The task: Work out how many lines of the listing hold "below" and return that number by itself.

Data to examine:
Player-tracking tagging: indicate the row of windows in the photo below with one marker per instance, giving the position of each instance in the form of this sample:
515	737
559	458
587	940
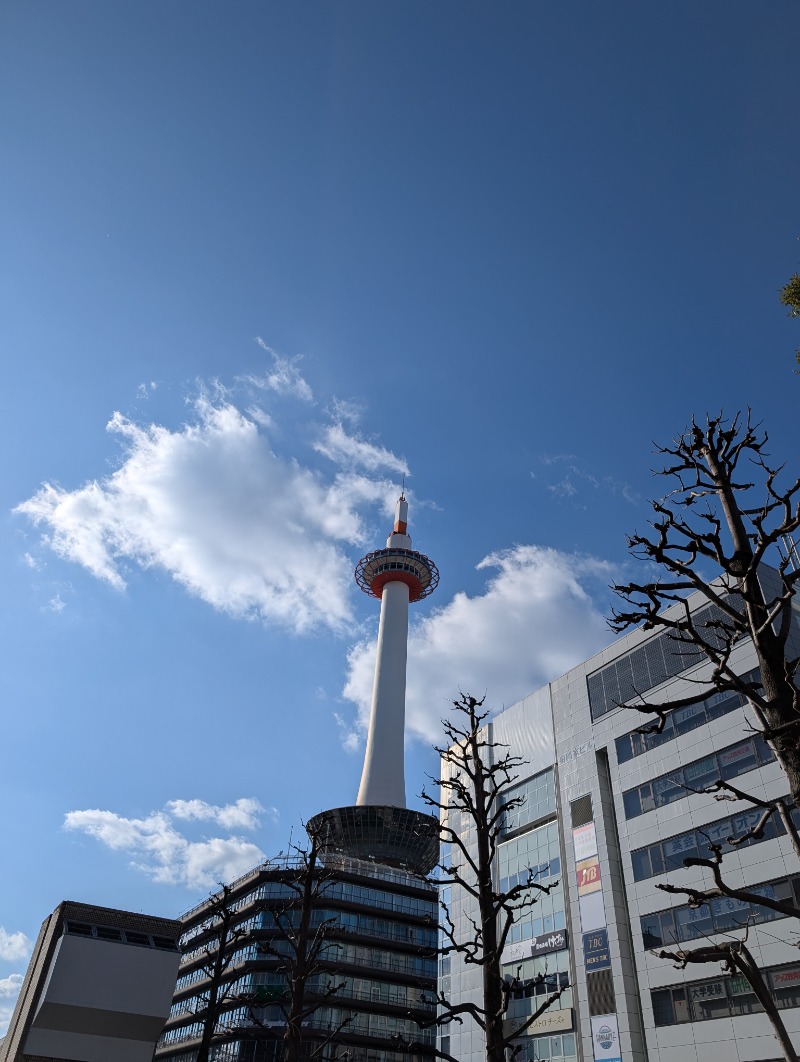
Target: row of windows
332	891
682	721
272	1050
652	663
669	855
532	848
119	936
729	764
270	986
330	1018
724	997
355	922
538	920
346	954
721	914
539	802
548	1047
538	873
529	994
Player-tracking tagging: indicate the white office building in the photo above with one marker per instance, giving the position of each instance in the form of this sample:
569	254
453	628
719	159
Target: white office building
609	815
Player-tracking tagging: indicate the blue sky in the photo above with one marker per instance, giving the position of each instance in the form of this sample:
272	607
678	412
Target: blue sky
259	261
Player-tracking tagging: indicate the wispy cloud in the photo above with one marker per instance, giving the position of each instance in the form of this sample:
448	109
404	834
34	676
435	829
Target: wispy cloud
157	849
576	483
284	377
245	814
9	991
534	620
252	531
346	449
14	946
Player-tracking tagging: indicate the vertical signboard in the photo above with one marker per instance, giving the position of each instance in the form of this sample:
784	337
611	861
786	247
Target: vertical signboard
596	954
606	1039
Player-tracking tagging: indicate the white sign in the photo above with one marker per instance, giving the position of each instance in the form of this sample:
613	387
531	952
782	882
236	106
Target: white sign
517	952
551	1021
606	1039
584	840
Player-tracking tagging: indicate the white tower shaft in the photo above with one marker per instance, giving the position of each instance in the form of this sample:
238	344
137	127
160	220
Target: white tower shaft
384	776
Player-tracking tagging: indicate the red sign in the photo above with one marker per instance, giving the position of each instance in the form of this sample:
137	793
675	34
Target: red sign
589	875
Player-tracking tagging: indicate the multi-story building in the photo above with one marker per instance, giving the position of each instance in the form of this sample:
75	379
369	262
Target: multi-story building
610	814
373	896
377	954
98	987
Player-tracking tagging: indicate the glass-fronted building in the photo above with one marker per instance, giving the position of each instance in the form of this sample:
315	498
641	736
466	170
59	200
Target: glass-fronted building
610	814
377	953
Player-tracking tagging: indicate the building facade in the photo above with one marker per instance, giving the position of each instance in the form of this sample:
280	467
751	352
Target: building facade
98	987
377	953
379	911
610	814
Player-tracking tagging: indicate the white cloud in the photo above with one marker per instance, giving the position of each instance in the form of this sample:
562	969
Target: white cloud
157	849
243	815
284	378
251	532
345	449
9	991
534	620
10	986
14	946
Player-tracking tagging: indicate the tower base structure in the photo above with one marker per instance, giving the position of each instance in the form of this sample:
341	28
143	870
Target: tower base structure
392	836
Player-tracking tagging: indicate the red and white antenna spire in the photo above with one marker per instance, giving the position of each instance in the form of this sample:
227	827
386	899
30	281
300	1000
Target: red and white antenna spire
397	576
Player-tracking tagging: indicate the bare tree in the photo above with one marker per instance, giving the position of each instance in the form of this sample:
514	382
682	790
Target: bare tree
790	298
219	994
305	977
304	952
476	777
727	512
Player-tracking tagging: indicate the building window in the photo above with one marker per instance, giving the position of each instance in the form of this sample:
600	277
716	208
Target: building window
661	657
668	855
538	795
681	721
730	763
724	997
722	914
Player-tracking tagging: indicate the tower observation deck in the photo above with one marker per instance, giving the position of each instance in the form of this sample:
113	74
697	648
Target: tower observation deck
379	826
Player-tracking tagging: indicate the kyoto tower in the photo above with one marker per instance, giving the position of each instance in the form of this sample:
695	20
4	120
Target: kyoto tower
378	826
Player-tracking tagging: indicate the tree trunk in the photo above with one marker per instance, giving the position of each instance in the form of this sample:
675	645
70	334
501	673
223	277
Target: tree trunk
492	980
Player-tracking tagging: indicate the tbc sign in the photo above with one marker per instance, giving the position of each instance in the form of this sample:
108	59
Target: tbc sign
596	955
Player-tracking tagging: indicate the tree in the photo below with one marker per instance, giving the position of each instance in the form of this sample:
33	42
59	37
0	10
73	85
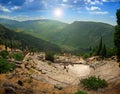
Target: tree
103	51
99	47
117	35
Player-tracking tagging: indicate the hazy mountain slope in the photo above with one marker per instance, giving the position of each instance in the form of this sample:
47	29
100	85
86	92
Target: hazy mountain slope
43	28
76	36
21	39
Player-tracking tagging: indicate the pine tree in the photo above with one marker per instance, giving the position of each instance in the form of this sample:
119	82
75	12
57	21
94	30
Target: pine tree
117	35
103	52
100	47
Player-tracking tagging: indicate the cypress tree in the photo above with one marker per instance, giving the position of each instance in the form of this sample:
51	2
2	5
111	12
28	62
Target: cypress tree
104	52
99	47
117	35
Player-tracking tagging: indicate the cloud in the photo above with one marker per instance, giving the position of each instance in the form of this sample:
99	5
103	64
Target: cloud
92	2
12	2
65	5
15	8
21	17
65	0
110	0
93	8
4	9
100	12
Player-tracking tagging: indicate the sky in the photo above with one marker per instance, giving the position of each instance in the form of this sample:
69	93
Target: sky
62	10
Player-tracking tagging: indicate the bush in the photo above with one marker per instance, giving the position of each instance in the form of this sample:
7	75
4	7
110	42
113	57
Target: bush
80	92
86	55
17	56
4	54
94	83
5	65
49	56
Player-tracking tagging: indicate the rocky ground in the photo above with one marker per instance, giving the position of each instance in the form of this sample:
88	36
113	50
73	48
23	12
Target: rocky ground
37	76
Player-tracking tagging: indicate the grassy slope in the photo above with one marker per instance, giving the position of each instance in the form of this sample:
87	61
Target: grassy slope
28	40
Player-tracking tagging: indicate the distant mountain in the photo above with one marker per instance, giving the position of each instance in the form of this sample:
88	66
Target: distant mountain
43	28
82	35
20	39
78	36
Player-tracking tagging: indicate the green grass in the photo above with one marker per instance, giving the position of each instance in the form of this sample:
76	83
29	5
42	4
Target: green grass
80	92
5	65
93	83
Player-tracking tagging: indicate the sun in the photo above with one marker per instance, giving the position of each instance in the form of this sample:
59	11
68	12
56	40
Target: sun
58	12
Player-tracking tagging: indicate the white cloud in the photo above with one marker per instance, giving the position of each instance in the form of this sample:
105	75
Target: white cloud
92	2
4	9
110	0
65	5
100	12
21	17
65	0
93	8
75	1
15	8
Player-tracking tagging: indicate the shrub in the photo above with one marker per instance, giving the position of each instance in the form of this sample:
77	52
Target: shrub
5	65
17	56
80	92
4	54
49	56
94	83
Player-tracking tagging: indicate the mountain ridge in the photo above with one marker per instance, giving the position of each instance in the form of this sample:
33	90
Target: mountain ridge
75	36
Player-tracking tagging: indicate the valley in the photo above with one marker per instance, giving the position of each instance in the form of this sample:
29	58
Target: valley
76	37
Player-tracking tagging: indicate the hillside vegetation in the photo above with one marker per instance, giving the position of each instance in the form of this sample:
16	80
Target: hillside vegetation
76	37
22	41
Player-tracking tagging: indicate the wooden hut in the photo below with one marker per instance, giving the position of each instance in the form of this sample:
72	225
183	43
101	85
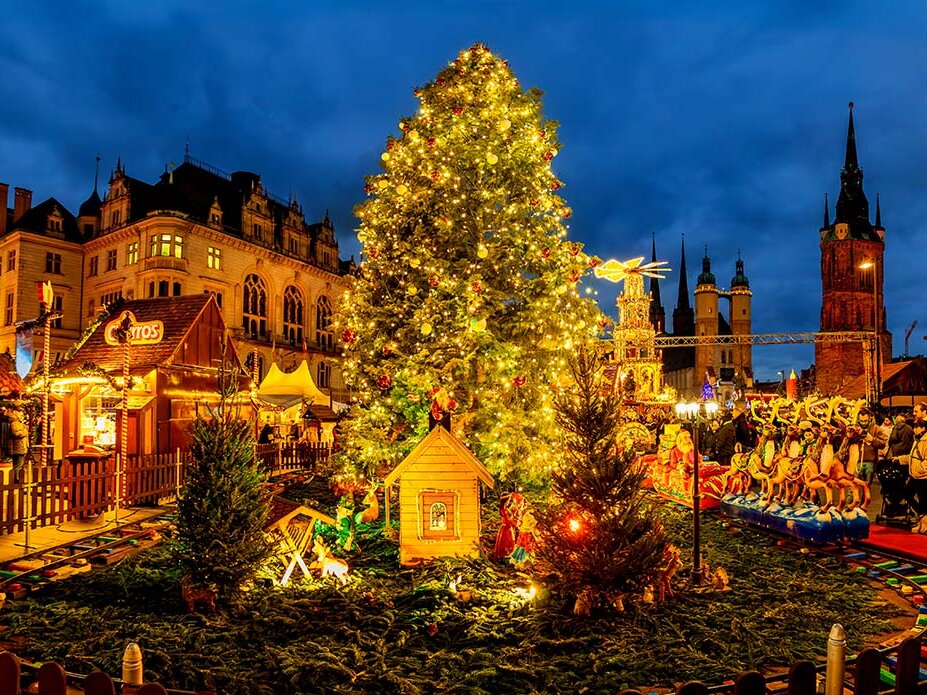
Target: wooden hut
439	499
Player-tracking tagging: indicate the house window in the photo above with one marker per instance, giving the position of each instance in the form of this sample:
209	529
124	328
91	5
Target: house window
132	253
166	245
437	509
293	315
214	258
57	308
437	517
324	337
324	375
254	307
53	263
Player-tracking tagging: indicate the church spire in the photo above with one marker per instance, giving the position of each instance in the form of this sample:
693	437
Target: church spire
682	298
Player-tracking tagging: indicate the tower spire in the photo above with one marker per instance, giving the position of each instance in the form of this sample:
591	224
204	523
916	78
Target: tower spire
682	298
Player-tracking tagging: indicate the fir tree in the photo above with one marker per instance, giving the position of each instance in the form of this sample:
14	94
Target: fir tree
600	539
223	508
468	287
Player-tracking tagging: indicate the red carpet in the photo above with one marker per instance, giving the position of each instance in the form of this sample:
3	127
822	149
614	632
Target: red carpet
897	541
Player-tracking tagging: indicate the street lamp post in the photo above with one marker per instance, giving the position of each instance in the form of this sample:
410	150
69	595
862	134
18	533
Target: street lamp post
873	263
691	412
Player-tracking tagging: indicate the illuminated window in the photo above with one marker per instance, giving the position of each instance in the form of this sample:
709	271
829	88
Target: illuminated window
293	315
254	307
438	517
53	263
324	337
214	258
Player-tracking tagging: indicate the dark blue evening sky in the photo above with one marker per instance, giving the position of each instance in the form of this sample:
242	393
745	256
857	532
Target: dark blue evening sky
723	121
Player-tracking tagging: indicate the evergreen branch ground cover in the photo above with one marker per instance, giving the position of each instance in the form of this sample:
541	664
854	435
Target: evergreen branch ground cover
402	630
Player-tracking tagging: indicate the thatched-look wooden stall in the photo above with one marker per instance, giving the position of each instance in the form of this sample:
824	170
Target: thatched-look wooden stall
439	499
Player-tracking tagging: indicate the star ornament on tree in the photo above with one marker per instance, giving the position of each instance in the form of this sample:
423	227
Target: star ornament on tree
616	271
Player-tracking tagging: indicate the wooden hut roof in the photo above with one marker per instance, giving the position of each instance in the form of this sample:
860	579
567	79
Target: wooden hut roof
440	436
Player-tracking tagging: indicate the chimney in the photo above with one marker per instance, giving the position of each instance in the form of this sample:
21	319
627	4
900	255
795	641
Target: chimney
22	201
4	211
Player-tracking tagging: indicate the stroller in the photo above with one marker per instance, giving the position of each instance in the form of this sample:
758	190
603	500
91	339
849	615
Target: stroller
892	479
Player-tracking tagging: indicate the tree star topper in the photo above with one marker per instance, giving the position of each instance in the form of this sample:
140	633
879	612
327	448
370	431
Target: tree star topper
616	271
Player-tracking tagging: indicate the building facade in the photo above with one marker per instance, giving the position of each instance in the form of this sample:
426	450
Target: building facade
197	229
852	272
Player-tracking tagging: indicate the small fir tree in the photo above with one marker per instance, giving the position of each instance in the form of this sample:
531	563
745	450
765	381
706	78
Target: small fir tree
601	540
468	287
223	507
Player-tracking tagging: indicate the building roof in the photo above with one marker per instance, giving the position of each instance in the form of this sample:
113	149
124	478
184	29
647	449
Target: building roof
441	437
35	220
177	314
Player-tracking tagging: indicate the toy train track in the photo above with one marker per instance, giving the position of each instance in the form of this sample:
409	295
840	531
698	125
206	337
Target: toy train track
23	574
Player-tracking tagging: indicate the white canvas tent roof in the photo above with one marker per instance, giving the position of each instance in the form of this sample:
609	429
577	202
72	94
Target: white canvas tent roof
287	389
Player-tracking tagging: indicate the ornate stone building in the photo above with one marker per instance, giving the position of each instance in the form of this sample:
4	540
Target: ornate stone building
852	271
195	230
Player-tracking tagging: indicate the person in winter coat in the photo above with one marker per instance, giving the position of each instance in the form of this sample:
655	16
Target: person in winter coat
915	491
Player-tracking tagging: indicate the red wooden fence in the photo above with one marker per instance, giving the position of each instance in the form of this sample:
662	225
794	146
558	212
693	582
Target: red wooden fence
801	679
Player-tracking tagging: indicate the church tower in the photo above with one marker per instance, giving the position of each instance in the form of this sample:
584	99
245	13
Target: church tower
706	322
741	356
852	271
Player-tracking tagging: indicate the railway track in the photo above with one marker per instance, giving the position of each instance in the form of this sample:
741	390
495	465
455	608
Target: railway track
28	572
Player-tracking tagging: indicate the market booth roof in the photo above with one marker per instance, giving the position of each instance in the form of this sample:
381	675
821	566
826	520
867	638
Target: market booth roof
286	389
161	334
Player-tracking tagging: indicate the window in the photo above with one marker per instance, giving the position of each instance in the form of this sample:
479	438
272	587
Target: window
132	253
438	517
214	258
53	263
324	376
324	337
254	307
109	298
57	308
166	245
293	315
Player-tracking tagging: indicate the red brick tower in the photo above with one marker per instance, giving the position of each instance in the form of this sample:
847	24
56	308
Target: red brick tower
852	270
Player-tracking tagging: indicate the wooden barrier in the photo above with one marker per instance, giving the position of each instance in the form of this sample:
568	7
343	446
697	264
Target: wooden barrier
800	680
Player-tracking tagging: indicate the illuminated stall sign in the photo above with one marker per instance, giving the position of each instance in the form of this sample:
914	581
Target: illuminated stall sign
140	333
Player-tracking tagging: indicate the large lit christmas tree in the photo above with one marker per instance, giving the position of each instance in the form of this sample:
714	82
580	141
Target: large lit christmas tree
468	295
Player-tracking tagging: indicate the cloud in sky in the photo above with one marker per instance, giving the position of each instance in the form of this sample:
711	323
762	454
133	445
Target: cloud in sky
722	121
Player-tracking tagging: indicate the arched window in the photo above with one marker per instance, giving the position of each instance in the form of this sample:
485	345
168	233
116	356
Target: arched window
438	517
254	307
324	375
293	315
324	337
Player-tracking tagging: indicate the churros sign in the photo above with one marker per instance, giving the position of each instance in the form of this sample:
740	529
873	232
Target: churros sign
140	333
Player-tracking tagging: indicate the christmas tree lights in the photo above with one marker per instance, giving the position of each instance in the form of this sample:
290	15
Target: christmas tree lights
468	282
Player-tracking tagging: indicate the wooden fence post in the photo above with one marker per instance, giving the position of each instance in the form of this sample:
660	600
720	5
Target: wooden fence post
908	668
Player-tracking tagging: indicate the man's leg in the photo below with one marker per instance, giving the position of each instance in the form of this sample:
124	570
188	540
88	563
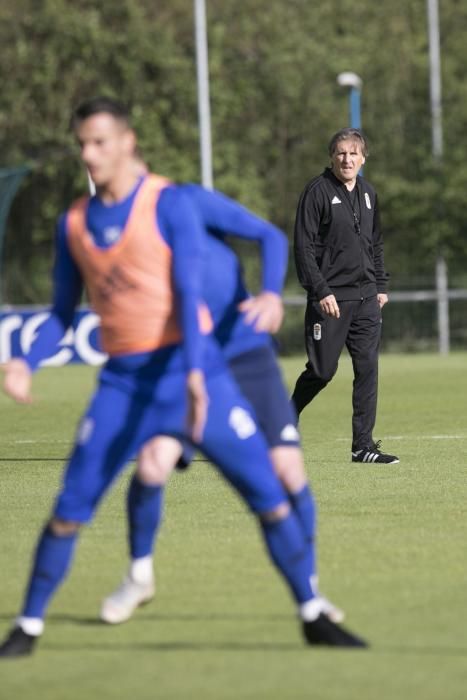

Completed task: 4